* _Exercise brief_:
Would you copy the entries word for word, from the very first line down through the line containing "x=536 y=486"?
------------------------------------
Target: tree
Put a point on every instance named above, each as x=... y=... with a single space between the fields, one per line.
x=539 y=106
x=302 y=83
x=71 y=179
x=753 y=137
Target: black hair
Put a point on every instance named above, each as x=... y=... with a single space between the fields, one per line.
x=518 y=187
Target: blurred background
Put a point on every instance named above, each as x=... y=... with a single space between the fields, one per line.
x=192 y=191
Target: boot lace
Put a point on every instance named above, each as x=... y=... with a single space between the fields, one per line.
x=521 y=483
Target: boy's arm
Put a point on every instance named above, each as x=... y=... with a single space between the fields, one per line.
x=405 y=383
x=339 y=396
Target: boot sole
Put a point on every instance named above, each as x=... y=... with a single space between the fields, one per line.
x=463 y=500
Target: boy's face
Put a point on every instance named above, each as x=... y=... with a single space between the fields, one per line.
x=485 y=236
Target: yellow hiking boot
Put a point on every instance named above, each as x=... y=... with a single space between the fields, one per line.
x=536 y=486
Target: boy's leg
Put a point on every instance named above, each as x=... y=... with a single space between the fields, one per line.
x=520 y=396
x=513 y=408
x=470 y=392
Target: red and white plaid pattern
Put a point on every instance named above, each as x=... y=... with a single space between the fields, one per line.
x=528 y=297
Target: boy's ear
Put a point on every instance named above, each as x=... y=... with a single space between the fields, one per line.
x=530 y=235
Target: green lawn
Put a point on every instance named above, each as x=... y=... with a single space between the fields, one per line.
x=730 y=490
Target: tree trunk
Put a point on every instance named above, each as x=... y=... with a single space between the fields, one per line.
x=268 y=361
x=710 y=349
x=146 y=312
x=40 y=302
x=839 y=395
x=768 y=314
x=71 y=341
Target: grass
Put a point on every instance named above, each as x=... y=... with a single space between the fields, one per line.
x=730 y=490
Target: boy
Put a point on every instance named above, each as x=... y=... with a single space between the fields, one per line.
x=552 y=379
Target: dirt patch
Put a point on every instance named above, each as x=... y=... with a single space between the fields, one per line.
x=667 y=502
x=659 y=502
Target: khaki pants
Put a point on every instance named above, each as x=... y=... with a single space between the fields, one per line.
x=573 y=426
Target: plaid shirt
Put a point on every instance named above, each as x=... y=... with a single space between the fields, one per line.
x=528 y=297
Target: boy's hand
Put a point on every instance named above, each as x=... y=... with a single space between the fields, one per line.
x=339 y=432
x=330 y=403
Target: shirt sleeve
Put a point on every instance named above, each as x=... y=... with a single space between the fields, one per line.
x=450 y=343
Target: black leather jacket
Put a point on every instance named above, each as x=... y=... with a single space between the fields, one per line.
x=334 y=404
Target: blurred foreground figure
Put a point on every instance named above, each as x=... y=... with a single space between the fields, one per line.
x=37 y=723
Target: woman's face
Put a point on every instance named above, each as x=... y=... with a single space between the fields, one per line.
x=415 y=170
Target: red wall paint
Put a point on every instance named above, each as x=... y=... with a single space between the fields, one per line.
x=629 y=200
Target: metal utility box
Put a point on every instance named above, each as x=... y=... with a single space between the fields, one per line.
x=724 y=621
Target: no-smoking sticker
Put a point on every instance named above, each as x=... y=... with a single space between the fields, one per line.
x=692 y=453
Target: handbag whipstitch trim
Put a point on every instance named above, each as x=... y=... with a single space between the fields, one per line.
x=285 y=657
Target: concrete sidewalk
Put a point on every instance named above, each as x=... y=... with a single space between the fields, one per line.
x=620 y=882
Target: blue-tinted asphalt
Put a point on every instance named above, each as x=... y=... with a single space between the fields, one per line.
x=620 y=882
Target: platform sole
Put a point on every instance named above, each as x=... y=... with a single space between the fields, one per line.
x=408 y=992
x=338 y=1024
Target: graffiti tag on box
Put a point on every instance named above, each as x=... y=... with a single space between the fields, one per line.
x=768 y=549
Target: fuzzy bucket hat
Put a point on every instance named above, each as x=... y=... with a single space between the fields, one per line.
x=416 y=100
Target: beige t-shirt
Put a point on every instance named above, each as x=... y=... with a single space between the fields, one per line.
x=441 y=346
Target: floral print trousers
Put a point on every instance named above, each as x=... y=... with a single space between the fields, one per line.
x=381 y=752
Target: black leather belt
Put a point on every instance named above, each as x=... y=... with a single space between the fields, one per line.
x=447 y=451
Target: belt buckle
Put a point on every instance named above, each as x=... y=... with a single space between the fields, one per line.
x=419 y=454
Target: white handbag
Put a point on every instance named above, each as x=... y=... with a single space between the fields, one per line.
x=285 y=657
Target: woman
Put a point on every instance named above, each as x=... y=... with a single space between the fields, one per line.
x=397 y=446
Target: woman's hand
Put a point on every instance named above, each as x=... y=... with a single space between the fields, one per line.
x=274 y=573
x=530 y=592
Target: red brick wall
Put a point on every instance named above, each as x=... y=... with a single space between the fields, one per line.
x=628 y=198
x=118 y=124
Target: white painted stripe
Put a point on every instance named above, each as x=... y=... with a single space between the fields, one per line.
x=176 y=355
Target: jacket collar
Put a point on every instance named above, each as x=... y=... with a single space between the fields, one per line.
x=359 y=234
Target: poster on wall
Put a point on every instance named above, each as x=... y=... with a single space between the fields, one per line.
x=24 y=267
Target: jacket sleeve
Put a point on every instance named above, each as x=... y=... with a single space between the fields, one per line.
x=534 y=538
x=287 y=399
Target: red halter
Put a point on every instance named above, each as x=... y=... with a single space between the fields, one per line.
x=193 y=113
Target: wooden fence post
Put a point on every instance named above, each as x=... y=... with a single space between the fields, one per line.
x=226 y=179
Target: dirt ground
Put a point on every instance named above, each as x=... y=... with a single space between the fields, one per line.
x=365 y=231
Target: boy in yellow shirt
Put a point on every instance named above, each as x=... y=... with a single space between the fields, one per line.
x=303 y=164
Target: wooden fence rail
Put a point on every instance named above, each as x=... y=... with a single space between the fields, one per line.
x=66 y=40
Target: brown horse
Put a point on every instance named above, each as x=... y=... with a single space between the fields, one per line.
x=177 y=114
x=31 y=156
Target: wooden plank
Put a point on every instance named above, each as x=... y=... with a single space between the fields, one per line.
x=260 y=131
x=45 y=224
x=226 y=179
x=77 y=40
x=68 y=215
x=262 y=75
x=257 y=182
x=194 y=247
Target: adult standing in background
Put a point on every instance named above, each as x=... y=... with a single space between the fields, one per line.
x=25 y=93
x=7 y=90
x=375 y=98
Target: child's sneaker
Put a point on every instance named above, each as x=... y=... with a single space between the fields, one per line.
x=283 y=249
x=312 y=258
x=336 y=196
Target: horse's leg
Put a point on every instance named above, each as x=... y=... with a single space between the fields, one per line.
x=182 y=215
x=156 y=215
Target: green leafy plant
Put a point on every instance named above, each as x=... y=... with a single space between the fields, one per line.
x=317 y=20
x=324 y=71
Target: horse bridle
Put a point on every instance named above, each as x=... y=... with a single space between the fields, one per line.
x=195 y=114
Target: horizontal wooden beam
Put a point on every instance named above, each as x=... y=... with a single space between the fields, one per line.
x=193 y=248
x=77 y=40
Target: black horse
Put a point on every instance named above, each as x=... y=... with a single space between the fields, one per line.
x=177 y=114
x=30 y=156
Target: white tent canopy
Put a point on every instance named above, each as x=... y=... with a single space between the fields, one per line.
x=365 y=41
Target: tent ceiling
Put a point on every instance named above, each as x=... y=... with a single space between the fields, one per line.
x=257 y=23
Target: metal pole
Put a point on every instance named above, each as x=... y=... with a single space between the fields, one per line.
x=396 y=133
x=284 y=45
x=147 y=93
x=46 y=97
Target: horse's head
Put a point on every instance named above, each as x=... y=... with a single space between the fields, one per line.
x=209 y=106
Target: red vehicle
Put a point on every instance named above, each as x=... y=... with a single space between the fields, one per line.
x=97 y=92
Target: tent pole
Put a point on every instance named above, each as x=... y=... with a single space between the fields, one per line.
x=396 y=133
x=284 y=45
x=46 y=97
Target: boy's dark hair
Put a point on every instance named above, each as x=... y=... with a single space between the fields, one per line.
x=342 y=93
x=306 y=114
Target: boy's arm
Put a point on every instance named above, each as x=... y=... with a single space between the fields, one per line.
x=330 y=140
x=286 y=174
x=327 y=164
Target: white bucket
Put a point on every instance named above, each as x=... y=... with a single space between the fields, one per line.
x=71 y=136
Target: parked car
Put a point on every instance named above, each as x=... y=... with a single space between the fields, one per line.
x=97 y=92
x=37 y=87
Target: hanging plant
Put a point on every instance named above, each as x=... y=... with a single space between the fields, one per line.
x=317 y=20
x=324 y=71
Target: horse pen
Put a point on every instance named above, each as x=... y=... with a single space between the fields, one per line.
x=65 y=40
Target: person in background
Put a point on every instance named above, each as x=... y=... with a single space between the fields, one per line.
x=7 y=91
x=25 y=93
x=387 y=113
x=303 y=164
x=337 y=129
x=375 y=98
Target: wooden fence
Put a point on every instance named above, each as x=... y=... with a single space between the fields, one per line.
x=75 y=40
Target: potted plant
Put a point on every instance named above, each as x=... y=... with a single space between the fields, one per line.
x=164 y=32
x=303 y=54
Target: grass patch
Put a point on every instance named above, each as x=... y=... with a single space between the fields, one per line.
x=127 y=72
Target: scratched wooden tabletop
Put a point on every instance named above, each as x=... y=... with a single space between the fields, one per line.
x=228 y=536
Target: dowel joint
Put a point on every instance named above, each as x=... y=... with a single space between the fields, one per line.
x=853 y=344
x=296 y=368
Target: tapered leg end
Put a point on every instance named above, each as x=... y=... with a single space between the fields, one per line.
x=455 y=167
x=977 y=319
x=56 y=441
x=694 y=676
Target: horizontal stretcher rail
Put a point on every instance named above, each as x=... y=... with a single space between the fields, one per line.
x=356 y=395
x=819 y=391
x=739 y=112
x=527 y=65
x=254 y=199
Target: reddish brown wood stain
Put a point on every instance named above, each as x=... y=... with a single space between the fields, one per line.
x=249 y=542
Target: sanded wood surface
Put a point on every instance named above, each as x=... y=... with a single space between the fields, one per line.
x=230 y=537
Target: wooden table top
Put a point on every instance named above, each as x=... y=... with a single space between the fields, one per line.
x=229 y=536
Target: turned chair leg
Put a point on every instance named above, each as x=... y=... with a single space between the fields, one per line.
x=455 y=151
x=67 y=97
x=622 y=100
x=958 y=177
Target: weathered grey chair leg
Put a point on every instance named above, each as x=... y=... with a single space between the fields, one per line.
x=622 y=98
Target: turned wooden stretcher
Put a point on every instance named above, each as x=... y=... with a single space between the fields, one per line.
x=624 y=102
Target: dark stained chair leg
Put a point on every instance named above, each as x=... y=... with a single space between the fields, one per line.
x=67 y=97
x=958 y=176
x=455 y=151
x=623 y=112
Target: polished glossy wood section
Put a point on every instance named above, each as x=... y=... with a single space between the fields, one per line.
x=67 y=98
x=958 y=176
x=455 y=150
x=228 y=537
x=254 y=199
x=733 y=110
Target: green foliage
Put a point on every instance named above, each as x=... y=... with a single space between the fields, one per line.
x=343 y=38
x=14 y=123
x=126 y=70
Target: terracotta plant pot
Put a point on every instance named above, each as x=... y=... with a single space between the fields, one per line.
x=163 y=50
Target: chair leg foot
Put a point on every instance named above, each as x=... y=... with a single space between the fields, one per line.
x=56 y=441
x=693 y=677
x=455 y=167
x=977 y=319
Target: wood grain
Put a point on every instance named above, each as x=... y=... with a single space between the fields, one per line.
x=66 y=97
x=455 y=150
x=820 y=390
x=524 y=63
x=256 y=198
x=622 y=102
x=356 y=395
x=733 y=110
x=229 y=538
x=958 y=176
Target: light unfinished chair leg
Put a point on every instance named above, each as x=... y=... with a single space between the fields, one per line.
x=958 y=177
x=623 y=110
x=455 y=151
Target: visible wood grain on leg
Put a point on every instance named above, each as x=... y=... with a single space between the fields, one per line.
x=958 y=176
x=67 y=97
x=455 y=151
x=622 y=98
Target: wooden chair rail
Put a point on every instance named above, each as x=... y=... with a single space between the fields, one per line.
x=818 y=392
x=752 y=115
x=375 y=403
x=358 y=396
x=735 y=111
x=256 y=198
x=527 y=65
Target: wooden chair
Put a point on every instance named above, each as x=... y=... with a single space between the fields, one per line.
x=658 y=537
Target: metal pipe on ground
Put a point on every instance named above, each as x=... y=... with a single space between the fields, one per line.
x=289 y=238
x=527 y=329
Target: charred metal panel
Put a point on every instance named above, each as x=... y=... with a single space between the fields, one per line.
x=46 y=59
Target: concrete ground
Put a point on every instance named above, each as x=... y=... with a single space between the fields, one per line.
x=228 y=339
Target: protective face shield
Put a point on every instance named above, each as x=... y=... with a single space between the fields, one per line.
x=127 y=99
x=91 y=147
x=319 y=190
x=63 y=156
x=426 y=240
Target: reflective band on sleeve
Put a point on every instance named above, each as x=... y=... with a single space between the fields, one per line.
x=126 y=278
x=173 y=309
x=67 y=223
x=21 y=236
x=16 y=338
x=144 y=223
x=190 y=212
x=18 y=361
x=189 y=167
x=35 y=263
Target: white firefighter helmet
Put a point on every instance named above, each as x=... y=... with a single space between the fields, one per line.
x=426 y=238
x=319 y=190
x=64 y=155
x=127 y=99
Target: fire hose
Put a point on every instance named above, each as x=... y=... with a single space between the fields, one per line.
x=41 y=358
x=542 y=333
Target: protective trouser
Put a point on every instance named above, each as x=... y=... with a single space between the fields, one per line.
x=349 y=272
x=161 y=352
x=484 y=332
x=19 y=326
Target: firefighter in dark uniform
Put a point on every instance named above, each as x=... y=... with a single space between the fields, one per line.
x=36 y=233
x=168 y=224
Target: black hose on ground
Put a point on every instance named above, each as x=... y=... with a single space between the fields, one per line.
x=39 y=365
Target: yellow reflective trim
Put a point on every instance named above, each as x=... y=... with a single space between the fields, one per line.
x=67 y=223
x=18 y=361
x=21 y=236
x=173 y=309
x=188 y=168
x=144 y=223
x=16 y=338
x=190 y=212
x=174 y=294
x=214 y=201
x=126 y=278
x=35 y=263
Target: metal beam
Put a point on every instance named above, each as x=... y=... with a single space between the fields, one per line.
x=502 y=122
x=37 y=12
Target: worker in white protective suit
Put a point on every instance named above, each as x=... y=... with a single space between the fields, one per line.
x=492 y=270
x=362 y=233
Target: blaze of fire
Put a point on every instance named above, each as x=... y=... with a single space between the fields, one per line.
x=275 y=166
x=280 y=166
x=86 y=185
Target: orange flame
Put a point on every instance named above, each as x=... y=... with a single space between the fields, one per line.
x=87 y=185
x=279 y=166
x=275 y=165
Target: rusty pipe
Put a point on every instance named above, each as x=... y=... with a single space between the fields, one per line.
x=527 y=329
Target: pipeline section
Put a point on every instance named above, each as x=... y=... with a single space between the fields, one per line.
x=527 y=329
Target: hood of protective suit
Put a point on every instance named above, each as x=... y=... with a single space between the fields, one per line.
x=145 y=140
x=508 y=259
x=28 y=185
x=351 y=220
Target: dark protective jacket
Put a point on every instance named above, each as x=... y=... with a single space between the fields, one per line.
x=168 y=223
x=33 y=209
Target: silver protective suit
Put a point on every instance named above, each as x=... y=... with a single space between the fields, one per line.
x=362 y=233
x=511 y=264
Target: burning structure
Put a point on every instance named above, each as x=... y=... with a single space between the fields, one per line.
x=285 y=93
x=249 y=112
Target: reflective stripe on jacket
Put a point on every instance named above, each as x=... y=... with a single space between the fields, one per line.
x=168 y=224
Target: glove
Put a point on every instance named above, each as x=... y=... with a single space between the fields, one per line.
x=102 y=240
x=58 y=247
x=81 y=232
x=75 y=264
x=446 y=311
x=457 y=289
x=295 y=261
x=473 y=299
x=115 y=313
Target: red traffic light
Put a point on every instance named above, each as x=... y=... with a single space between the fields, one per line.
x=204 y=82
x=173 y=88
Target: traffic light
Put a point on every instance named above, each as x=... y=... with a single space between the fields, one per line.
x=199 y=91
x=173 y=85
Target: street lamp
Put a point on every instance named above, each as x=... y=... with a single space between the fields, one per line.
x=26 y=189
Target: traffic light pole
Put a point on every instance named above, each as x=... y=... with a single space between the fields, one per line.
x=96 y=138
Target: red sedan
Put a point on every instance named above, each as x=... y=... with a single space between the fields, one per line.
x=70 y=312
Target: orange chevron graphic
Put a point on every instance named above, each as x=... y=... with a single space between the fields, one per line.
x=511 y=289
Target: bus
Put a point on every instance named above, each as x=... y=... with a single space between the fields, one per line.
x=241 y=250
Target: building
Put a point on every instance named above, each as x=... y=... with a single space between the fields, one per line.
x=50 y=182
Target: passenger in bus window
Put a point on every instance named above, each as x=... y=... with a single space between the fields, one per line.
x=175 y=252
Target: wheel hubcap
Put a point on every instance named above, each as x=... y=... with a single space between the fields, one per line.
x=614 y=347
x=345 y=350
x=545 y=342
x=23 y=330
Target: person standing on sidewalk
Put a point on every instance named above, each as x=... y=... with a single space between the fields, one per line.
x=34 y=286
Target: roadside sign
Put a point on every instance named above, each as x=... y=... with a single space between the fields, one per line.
------------------------------------
* _Output below_:
Target: tree
Put a point on every instance named above, each as x=... y=... with a single space between the fields, one per line.
x=539 y=106
x=302 y=83
x=71 y=179
x=753 y=137
Target: black hair
Put a point on every instance named above, each as x=... y=... with a single space between the fields, one per line.
x=518 y=187
Target: blurred background
Put a point on every instance named above, each as x=... y=... with a single space between the fields, one per line.
x=192 y=191
Target: boot lace
Put a point on every instance named above, each as x=... y=... with a single space between the fields, one per line.
x=521 y=483
Target: boy's arm
Put a point on every instance named above, each as x=... y=... with a single space between the fields, one per line.
x=405 y=383
x=339 y=396
Target: boot sole
Put a point on every instance named above, each as x=... y=... with a single space between the fields, one per line.
x=463 y=500
Target: boy's face
Put a point on every instance named above, each as x=... y=... with a single space between the fields, one per line.
x=485 y=236
Target: yellow hiking boot
Put a point on every instance named above, each as x=... y=... with a single space between the fields, one per line.
x=536 y=486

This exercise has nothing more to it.